>> START Text passage
Skip site navigation (1)Skip section navigation (2)
Date:      Sun, 15 Mar 1998 18:30:34 -0800 (PST)
From:      Simon Shapiro <shimon@simon-shapiro.org>
To:        Cory Kempf <ckempf@enigami.com>
Cc:        "scsi@freebsd.org" <scsi@FreeBSD.ORG>, Raul Zighelboim <rzig@gulfsouth.verio.net>
Subject:   RE: to raid or not to raid
Message-ID:  <XFMail.980315183034.shimon@simon-shapiro.org>
In-Reply-To: <v04003a27b1322c3fa095@[208.140.182.45]>

next in thread | previous in thread | raw e-mail | index | archive | help

On 16-Mar-98 Cory Kempf wrote:
> At 19:44 -0500 98.03.15, Raul Zighelboim wrote:
>>My missing link is:
>>
>>Will a (7 drive array under raid 5) be faster than a sinlg larger drive
>>?...
>>       Will it be as fast as a (5 drive raid 5 array) ?
>> END Text passage
>> START Raw data
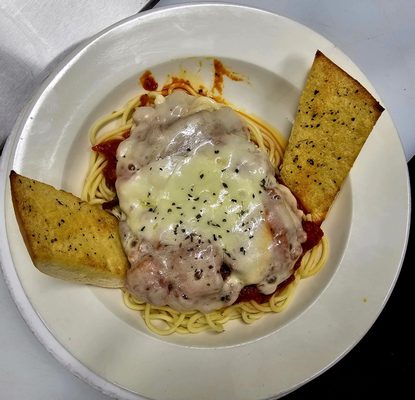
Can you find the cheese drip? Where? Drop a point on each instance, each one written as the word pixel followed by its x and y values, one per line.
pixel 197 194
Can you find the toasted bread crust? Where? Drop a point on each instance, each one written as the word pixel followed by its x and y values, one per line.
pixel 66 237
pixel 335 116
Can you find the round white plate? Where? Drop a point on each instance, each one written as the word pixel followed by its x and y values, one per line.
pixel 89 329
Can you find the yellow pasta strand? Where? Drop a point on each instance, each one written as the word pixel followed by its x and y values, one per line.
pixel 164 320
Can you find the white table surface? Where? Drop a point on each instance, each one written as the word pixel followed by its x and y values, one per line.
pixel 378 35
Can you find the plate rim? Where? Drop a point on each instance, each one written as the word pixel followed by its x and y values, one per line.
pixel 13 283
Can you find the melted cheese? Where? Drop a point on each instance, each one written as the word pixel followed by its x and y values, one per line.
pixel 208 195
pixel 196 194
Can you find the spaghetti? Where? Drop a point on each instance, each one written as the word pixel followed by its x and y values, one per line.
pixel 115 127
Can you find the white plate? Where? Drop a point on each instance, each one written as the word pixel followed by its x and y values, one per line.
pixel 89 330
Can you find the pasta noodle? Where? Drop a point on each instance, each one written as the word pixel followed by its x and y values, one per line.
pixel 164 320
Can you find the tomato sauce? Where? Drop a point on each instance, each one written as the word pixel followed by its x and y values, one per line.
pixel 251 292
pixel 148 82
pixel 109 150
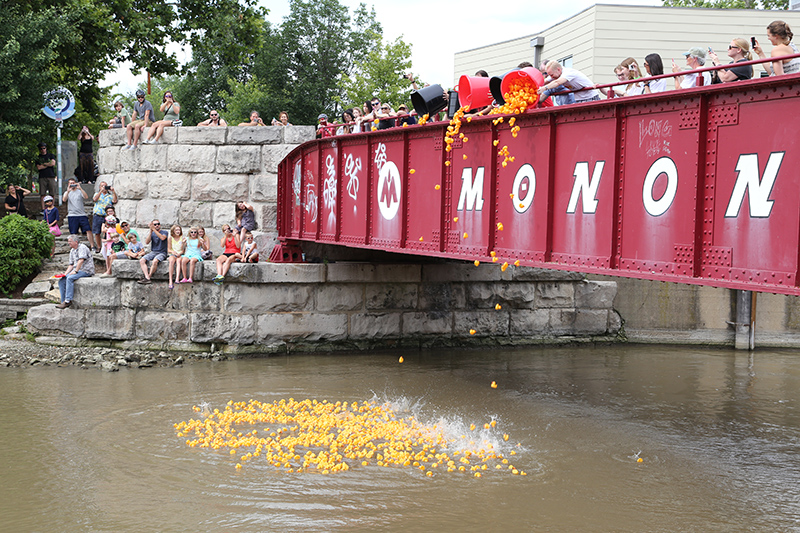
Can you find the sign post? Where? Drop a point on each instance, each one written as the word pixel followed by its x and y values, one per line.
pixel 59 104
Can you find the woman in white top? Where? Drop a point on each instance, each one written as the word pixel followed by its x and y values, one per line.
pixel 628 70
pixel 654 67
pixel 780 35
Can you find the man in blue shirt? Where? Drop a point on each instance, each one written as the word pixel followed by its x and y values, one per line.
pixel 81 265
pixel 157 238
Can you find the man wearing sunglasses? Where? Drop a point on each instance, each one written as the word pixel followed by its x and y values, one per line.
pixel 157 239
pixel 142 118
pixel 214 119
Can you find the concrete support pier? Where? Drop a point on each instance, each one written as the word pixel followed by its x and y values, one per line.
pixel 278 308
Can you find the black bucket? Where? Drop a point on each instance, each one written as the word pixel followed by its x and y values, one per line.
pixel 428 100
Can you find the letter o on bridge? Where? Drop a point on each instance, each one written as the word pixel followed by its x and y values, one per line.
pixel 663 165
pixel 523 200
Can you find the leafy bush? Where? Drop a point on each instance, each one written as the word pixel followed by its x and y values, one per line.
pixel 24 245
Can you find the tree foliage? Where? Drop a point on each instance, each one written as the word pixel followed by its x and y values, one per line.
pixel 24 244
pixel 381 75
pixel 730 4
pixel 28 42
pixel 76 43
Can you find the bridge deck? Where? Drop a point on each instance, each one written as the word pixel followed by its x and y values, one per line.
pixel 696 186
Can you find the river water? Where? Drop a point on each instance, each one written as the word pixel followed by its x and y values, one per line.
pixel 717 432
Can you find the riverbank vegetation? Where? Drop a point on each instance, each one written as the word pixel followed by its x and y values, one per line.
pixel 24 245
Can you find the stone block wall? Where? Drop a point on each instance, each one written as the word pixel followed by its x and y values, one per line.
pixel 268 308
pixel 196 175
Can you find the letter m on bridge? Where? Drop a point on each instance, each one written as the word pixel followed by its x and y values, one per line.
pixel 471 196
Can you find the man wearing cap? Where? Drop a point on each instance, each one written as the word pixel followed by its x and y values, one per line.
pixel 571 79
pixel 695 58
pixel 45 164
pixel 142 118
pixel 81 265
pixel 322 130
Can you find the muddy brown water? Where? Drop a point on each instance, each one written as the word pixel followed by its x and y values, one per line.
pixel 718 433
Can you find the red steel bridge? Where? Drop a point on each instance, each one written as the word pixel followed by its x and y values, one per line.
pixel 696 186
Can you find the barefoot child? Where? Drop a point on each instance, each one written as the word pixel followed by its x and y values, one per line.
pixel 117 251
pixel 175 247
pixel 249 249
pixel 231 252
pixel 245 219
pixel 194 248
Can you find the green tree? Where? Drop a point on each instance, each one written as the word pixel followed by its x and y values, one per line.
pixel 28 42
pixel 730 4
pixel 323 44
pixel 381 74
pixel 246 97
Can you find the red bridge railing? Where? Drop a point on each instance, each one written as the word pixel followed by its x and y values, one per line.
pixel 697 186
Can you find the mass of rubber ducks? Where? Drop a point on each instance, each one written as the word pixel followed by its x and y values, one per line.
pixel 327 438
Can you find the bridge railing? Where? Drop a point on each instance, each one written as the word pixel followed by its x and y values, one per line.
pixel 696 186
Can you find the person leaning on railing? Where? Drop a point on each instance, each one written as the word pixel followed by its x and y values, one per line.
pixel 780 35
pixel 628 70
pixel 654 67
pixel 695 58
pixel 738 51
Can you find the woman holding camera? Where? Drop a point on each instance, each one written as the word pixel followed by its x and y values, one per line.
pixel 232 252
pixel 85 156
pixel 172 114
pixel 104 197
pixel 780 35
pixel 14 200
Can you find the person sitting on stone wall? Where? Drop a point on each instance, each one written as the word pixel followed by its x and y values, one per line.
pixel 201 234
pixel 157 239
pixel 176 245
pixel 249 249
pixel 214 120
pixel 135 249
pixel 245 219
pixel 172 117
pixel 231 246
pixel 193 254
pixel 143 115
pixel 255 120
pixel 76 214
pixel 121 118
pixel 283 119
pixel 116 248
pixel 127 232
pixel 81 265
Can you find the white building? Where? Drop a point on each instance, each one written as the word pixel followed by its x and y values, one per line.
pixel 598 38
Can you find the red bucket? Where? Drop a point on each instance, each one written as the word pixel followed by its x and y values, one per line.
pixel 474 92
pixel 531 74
>> END Raw data
In the email about RAID, reproduce the part starting with "On 16-Mar-98 Cory" and going on through "raid 5 array) ?", substituting "quicker" for "faster".

On 16-Mar-98 Cory Kempf wrote:
> At 19:44 -0500 98.03.15, Raul Zighelboim wrote:
>>My missing link is:
>>
>>Will a (7 drive array under raid 5) be quicker than a sinlg larger drive
>>?...
>>       Will it be as fast as a (5 drive raid 5 array) ?